Which lines in the data below contain the string "Output"? List every one of them, treating uppercase and lowercase as different.

====== SUPPLIED ENTRIES ======

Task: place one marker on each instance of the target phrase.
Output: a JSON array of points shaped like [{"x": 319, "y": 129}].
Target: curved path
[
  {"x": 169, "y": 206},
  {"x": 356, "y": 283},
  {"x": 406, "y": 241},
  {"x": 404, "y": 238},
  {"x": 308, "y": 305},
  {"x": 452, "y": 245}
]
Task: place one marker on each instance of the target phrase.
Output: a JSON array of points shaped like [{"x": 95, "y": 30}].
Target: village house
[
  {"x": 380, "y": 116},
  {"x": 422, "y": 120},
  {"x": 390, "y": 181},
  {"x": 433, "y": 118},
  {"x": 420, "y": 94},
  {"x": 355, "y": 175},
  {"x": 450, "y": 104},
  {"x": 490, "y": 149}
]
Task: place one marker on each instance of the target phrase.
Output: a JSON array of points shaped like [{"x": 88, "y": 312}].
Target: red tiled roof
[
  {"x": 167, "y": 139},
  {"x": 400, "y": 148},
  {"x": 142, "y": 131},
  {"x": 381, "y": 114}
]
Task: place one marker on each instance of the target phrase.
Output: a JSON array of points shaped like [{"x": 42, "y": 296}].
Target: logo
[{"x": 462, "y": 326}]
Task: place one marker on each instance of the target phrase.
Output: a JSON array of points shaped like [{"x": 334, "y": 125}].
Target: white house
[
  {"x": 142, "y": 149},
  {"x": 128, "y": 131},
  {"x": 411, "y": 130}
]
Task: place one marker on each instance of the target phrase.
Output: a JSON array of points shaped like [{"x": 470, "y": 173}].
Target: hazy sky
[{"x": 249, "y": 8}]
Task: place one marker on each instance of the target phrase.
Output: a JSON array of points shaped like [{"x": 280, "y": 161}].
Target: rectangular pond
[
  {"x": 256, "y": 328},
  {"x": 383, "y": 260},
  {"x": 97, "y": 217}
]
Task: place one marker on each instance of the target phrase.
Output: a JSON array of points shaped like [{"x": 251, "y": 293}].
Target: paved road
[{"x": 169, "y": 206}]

======
====== SUPPLIED ENTRIES ======

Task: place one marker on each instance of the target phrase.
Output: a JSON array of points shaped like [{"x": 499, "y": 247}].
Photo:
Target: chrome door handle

======

__EXERCISE ANSWER__:
Output: a JSON array of points shaped like [{"x": 319, "y": 129}].
Output: a JSON array of points shaped like [{"x": 95, "y": 30}].
Output: a JSON array of points shaped like [{"x": 88, "y": 312}].
Output: a JSON array of points shaped like [{"x": 42, "y": 296}].
Output: a JSON array of points shaped like [{"x": 334, "y": 125}].
Output: a JSON array of points shaped like [{"x": 470, "y": 173}].
Output: a JSON array of points shaped like [{"x": 280, "y": 161}].
Output: a JSON array of points shaped like [{"x": 251, "y": 293}].
Output: a JSON array of points shaped like [{"x": 499, "y": 247}].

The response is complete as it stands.